### TEXT EXCERPT
Skip to content

Latest commit

 

History

History
119 lines (89 loc) · 5.16 KB

File metadata and controls

119 lines (89 loc) · 5.16 KB

Roadmap

Direction to Consider: Targeted GLiREL for Legacy Semantic Gaps

Current deterministic baseline + literal index + GLiNER2 enrichment already performs strongly. GLiREL should be considered as an optional, targeted capability, not a default indexing path.

When GLiREL could add real value

  • Implicit cross-file relationships with weak AST linkage:
    • config keys, feature flags, event names, queue topics, metric IDs, permission strings.
  • Legacy aliasing and semantic drift:
    • same concept represented under different historical names.
  • Multi-step operational flows spread across inconsistent modules:
    • action -> service -> job -> datastore -> audit.
  • Prose-to-code linkage in old repos:
    • behavior documented in comments/docs but weakly represented in symbols.

### MATERIAL

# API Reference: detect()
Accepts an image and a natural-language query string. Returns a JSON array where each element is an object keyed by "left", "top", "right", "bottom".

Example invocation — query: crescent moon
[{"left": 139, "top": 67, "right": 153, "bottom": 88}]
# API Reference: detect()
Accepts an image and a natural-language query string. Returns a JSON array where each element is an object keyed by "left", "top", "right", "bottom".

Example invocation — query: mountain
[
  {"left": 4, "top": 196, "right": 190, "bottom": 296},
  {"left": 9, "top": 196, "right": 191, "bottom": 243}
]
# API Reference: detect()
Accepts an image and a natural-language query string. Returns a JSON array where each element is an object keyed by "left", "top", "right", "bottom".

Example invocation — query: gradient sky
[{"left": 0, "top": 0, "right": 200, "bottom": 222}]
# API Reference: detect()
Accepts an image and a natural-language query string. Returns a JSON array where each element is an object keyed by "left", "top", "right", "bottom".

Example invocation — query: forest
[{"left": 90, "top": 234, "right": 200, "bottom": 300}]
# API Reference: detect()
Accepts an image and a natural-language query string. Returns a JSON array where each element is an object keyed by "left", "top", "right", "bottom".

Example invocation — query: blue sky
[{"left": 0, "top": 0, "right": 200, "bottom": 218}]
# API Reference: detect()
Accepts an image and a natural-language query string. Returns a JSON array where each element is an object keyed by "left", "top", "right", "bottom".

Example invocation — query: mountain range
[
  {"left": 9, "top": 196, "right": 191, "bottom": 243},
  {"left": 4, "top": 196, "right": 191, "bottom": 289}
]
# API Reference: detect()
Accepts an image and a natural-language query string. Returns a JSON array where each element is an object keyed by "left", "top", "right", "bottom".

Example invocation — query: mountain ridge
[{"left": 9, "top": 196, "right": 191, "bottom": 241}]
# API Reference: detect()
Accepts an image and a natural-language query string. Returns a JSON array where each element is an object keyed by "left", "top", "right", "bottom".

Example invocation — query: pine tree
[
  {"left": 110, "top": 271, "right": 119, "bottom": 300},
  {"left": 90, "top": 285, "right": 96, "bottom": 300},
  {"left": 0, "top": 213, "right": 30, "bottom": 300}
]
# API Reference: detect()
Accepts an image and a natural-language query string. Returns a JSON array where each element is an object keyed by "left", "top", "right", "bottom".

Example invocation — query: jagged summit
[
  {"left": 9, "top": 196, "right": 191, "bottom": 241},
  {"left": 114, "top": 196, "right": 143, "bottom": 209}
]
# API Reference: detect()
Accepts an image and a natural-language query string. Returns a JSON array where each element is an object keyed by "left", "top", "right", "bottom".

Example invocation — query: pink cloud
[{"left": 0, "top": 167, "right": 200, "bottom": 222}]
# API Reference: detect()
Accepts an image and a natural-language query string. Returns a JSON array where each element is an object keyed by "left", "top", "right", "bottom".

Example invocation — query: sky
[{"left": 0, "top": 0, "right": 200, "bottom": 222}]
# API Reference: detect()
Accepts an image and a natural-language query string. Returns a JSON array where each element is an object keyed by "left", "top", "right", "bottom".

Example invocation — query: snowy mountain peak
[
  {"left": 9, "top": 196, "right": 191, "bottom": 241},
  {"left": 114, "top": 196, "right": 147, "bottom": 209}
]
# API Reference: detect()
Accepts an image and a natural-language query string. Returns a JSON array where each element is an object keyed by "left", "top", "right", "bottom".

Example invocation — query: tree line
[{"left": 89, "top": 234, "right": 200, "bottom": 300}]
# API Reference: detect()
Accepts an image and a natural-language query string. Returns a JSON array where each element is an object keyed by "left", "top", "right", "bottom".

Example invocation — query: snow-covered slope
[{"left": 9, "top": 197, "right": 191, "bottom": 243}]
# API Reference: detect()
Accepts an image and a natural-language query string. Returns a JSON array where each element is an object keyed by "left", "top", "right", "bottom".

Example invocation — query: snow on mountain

### SHORT EXERCISE
Which examples of implicit cross-file relationships with weak AST linkage does the roadmap above list?

### CORRECT RESULT
config keys, feature flags, event names, queue topics, metric IDs, permission strings